Having a new car built for you before your existing car needs to be replaced arguably embodies a much larger environmental hit than driving your existing car does, even if your existing car is a bit of a pig.
You should choose an environmentally-responsible vehicle the next time you need new wheels, but you shouldn't do so until your existing car is really done for.
As an aside, governments seem to like the idea of hydrogen-powered cars at the moment, hydrogen being capable of driving an internal-combustion engine with no meaningful emissions. This is arguably another example of governments favoring environmental solutions that look good, rather than those that work. Hydrogen doesn't exist in nature as a discrete substance — it's pretty much always found inconveniently attached to other atoms. The most common example of this is water. It's possible to extract hydrogen from water — the most effective way to do so is to pass an electric current through it.
Extracting enough hydrogen to run millions of cars would require a lot of electricity — the result would really be electric cars. While hydrogen may burn clean, most of the currently-available sources of electric power do not. Much of North America's electricity comes from coal. Few politicians would be openly supportive of replacing gasoline-powered cars with coal-powered cars.
You can also make environmentally-responsible choices when you buy smaller things, such as apparel, electronics and appliances. When you consider the total environmental cost in energy and emissions required to create the raw materials for consumer products, transport them, refine them, assemble the products in question, package them, transport them and sell them, it's not difficult to appreciate that everything you buy represents a substantial environmental hit. All other things being equal, buying less stuff will result in less energy consumption and fewer emissions being generated.
As a rule, inexpensive appliances and clothing from manufacturers in China, Thailand, Korea and other developing countries don't last as long as comparable products made locally. Seen only as a function of the damage done to your credit card, this isn't much of an issue — given a choice between a coffee maker that costs $30 and lasts two or three years and a coffee make that costs $100 and lasts ten years, the $30 coffee maker doesn't look like a bad choice. If you bought an expensive American or European-made coffee maker, you'd probably get tired of it, or break it, or swear off coffee for health reasons long before it reached the end of its useful life.

SUPPLIED INFORMATION:
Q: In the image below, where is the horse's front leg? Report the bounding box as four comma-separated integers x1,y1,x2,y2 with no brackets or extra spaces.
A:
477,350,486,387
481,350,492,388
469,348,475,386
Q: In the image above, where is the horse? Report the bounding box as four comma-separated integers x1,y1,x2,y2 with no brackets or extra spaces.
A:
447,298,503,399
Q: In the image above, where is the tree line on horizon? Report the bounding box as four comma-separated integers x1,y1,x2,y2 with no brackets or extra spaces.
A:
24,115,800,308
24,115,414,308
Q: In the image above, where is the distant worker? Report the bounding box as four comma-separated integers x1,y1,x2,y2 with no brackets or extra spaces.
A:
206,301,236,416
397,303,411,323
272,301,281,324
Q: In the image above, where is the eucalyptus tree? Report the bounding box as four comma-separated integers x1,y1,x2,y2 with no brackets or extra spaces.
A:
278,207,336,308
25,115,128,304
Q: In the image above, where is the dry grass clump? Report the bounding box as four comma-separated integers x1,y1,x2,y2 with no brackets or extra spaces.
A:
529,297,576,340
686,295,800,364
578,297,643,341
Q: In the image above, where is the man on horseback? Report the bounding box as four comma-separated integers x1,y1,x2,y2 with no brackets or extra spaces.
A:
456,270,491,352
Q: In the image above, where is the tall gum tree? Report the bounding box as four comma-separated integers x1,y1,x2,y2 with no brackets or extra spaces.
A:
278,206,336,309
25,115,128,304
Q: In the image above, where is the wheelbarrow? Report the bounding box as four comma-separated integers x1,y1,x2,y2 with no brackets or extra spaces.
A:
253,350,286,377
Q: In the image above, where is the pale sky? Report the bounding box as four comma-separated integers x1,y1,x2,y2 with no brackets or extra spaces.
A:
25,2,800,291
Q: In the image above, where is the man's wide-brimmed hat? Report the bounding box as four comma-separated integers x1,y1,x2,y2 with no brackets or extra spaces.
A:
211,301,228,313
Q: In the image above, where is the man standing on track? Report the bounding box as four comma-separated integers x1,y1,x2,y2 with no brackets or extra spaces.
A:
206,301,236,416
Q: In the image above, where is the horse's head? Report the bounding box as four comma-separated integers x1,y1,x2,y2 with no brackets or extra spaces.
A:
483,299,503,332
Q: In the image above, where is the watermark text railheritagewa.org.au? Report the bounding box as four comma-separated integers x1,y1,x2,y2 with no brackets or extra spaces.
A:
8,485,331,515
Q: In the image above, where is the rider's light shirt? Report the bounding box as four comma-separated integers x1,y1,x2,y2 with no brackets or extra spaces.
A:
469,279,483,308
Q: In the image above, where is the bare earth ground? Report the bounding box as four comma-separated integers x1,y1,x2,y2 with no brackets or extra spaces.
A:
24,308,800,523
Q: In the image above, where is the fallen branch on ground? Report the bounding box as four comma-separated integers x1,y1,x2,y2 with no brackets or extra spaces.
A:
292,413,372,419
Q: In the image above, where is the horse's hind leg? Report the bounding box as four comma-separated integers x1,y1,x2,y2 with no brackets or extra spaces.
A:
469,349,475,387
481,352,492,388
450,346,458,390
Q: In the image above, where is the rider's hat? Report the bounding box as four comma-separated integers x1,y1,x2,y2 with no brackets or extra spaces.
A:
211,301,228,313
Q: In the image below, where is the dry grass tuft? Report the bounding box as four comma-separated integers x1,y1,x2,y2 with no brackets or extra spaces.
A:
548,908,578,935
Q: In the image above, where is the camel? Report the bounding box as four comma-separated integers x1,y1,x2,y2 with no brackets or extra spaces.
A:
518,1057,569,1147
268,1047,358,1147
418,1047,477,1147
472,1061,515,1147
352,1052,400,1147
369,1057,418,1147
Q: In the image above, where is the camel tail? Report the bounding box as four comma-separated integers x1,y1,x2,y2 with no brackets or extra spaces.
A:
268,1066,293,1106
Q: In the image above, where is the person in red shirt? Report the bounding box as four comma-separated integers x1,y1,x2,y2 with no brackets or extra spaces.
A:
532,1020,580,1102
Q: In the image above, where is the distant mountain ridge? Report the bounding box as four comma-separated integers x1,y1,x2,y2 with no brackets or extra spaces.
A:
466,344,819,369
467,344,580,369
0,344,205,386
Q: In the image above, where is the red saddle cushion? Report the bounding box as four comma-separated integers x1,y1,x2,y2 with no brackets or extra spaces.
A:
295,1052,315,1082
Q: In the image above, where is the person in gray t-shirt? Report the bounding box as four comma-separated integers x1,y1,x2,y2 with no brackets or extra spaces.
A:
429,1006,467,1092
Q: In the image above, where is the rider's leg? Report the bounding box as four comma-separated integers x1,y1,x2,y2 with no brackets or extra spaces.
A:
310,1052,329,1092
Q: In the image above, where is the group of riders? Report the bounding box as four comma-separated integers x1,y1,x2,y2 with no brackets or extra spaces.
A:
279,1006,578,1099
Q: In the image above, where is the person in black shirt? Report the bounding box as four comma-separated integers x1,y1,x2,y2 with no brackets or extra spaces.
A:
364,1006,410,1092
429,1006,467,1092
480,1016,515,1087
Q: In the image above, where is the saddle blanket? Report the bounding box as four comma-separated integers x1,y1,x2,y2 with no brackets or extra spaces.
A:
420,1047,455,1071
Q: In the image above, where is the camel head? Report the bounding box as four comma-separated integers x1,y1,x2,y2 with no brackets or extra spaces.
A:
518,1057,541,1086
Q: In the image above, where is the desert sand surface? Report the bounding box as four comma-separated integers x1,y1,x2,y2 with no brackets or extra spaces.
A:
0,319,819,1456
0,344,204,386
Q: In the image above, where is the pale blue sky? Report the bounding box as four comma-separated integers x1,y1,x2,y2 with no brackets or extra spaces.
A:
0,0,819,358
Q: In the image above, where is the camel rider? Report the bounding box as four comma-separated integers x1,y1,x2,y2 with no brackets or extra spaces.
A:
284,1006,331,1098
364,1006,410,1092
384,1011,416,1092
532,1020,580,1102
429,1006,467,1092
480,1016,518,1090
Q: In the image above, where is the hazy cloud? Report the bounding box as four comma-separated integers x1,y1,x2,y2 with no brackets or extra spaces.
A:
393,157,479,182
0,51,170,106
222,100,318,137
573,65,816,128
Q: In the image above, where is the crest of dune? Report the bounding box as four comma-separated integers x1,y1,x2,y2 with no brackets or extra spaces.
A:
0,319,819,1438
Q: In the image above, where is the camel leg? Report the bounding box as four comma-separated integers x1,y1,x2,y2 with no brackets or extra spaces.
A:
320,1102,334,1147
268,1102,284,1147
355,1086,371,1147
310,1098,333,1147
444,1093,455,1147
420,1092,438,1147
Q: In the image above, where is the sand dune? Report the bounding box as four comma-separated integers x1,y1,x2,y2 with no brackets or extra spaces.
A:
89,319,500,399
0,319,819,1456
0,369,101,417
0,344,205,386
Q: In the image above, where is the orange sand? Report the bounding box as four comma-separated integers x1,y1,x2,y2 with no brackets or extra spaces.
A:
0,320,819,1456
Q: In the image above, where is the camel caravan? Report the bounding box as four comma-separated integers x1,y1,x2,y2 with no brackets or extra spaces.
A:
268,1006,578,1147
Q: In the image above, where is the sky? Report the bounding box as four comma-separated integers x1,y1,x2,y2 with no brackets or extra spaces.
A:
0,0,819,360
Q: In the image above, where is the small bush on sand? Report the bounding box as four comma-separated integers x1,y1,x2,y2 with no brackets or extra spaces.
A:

SET OF TASKS:
1 - In the passage on environmental buying choices, why does the writer call hydrogen-powered cars a solution that looks good rather than one that works? Answer in one to three sentences.
2 - Continue the passage on environmental buying choices from its last sentence.

ANSWERS TO EACH TASK:
1 - Hydrogen almost always occurs attached to other atoms, as in water, and the most effective way to extract it is to pass an electric current through water. Producing enough hydrogen for millions of cars would take a lot of electricity, so these would really be electric cars. Most current sources of electricity do not burn clean, and much of North America's comes from coal.

2 -
Realistically, you'd have to buy three or four cheap coffee makers to enjoy the same lifespan as one expensive one. While not having to take the hit for the expensive appliance up front makes doing so attractive, someone is going to have to build three coffee makers — and use three times the energy, generating three times the emissions — than would have been the case if you'd bought one good one.
Buying well-made appliances, consumer electronics and clothes will significantly reduce the environmental impact of your purchases. It's arguably a difficult thing to do in practice, however — much of what we consume is bought for reasons of convenience or fashion, rather than out of necessity. Changing these habits is significantly more difficult than having to submit your car for a superfluous emissions test every few years.
And there is a catch to doing so, as I noted earlier. While it's hardly worth mentioning, the world's economy is based on people buying a lot of stuff. If everyone stopped buying inexpensive, short-lived products, a lot of factories would close, workers would be left to fend for themselves and a dark cloud of recession and global doom would descend upon our civilization for decades to come. Ya... it's hardly worth mentioning.